- [QUESTIONS TO ANSWER]
(a) From the wine discovery article, copy the passage from "Actual paper: Davide" up to and including "distant from Italy.".
(b) According to the wine discovery article, why is the finding published in Microchemical Journal significant? Answer in one to three sentences.

- [EXTRACT]

World's oldest Italian wine just discovered: Ancient pottery tests positive for wine

Italian wine residue has been found from the Copper Age, debunking current belief wine growing and wine production in Italy developed during the Middle Bronze Age.


Chemical analysis conducted on ancient pottery could dramatically predate the commencement of winemaking in Italy. A large storage jar from the Copper Age (early 4th millennium BC) tests positive for wine. This finding published in Microchemical Journal is significant as it's the earliest discovery of wine residue in the entire prehistory of the Italian peninsula. Traditionally, it's been believed wine growing and wine production developed in Italy in the Middle Bronze Age (1300-1100 B.C.) as attested just by the retrieval of seeds, providing a new perspective on the economy of that ancient society.

Actual paper: Davide Tanasi, Enrico Greco, Valeria Di Tullio, Donatella Capitani, Domenica Gullì, Enrico Ciliberto. 1 H- 1 H NMR 2D-TOCSY, ATR FT-IR and SEM-EDX for the identification of organic residues on Sicilian prehistoric pottery. Microchemical Journal, 2017; DOI: 10.1016/j.microc.2017.08.010

razyn
08-30-2017, 10:09 PM
I haven't read the paper, but the quotation doesn't make it obvious to me that this wine, of which a residue has been found in an ancient storage jar in present Italy, was from locally grown grapes (or was locally fermented). Could have been imported; could previously have been in skins. From somewhere, a boat ride distant from Italy.

- [MATERIAL SUPPLIED]
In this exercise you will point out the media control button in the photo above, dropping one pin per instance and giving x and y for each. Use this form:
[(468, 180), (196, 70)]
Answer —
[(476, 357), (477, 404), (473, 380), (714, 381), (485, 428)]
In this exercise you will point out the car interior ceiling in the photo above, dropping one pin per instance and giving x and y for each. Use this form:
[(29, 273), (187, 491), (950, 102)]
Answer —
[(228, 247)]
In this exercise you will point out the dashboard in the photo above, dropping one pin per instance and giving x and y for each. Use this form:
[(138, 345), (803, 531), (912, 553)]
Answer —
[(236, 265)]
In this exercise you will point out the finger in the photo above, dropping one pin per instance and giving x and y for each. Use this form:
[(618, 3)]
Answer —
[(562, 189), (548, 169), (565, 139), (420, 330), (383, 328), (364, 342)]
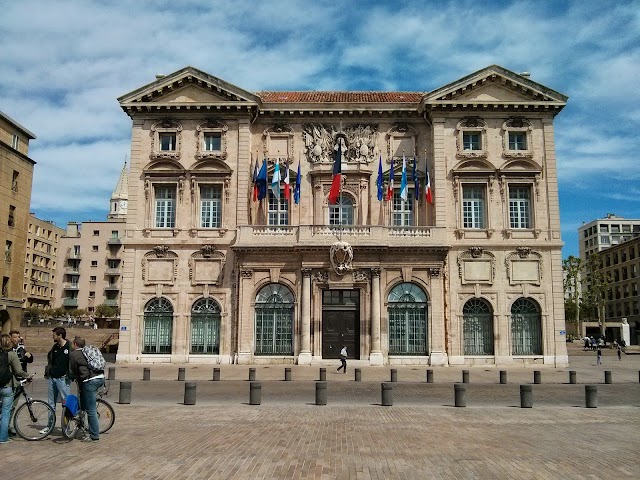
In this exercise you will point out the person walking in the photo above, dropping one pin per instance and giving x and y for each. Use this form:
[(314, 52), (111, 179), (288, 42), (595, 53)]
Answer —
[(57, 369), (89, 382), (343, 359), (9, 368)]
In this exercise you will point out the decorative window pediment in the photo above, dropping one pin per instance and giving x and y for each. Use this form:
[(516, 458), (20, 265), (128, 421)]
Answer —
[(516, 138), (401, 140), (212, 140), (471, 138), (166, 140), (160, 266), (206, 266)]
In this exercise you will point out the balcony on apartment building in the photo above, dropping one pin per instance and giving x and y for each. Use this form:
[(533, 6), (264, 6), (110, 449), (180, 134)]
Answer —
[(325, 235)]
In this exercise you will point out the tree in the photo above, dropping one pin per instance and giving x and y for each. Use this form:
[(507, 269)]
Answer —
[(572, 266)]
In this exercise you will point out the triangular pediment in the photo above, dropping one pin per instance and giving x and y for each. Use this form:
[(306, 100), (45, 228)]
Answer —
[(188, 86), (495, 84)]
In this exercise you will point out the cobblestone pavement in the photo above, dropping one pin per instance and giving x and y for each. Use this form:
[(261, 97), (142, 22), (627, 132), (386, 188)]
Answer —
[(421, 436)]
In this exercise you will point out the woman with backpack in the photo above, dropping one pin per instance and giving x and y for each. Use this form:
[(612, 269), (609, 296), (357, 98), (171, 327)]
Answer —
[(84, 369), (9, 367)]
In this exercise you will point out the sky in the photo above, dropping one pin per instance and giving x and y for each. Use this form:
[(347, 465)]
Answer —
[(63, 64)]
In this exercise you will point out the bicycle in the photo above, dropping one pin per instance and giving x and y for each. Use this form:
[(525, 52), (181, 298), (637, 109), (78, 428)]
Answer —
[(75, 420), (34, 419)]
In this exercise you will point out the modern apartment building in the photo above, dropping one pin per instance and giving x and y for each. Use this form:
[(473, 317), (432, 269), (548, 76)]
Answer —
[(90, 257), (16, 176), (605, 232), (40, 272), (237, 250)]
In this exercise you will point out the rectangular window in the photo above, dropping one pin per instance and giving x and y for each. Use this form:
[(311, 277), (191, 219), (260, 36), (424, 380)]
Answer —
[(167, 142), (517, 141), (12, 216), (471, 141), (165, 206), (278, 209), (473, 207), (520, 207), (210, 206), (212, 142), (402, 215)]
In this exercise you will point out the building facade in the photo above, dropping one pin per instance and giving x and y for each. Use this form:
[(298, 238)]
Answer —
[(90, 257), (16, 176), (41, 263), (213, 274)]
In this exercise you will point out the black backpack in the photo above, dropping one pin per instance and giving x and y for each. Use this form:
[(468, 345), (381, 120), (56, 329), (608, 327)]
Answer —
[(6, 375)]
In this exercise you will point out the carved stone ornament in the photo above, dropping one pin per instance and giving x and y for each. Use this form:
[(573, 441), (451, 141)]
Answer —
[(341, 256)]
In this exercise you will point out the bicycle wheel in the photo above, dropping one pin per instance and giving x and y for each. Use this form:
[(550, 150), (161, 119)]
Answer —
[(106, 415), (34, 420), (69, 427)]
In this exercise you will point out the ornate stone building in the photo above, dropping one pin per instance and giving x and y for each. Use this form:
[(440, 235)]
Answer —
[(210, 275)]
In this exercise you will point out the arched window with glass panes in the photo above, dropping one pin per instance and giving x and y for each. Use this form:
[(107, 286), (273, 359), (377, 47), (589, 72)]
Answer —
[(158, 326), (205, 326), (407, 309), (526, 328), (274, 320), (477, 319)]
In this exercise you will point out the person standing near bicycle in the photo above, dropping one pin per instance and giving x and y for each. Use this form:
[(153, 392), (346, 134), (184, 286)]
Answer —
[(89, 382), (9, 368), (57, 370)]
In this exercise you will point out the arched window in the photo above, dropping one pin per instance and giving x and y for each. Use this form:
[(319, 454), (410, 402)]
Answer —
[(477, 318), (526, 328), (158, 324), (342, 212), (205, 326), (274, 320), (407, 320)]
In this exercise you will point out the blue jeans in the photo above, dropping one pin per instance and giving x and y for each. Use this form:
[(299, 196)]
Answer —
[(88, 394), (6, 394)]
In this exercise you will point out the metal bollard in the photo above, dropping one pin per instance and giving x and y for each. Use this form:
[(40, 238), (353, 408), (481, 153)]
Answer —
[(591, 396), (125, 393), (387, 394), (460, 395), (190, 393), (526, 396), (321, 393), (255, 393)]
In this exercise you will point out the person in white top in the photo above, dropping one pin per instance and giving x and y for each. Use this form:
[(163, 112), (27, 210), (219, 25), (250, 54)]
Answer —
[(343, 359)]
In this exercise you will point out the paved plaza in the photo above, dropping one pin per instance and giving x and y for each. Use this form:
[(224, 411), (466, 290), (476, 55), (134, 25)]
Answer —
[(421, 436)]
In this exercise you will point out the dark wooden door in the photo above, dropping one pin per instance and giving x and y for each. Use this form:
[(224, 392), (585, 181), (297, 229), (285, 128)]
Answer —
[(340, 327)]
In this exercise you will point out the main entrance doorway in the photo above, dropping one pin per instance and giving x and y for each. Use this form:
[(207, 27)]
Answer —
[(340, 323)]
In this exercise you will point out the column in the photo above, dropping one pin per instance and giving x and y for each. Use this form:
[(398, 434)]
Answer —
[(438, 349), (304, 357), (375, 357)]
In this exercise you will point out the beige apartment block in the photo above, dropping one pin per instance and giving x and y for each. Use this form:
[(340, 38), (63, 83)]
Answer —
[(90, 257), (16, 176), (40, 272), (212, 276)]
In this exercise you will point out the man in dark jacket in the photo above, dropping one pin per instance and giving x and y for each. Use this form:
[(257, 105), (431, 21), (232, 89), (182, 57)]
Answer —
[(89, 382), (18, 347)]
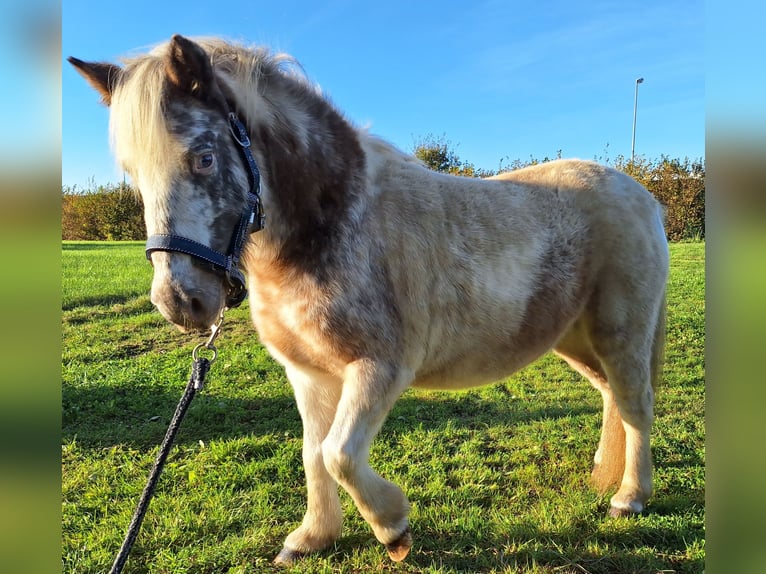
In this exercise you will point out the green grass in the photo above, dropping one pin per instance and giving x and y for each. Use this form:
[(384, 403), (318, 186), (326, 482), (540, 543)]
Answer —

- [SOLVED PROBLEMS]
(a)
Actual paper: Davide Tanasi, Enrico Greco, Valeria Di Tullio, Donatella Capitani, Domenica Gullì, Enrico Ciliberto. 1 H- 1 H NMR 2D-TOCSY, ATR FT-IR and SEM-EDX for the identification of organic residues on Sicilian prehistoric pottery. Microchemical Journal, 2017; DOI: 10.1016/j.microc.2017.08.010

razyn
08-30-2017, 10:09 PM
I haven't read the paper, but the quotation doesn't make it obvious to me that this wine, of which a residue has been found in an ancient storage jar in present Italy, was from locally grown grapes (or was locally fermented). Could have been imported; could previously have been in skins. From somewhere, a boat ride distant from Italy.

(b) It is the earliest discovery of wine residue in the entire prehistory of the Italian peninsula. The residue came from a large storage jar from the Copper Age (early 4th millennium BC). That is far earlier than the Middle Bronze Age (1300-1100 B.C.), when wine growing and production were traditionally believed to have developed in Italy.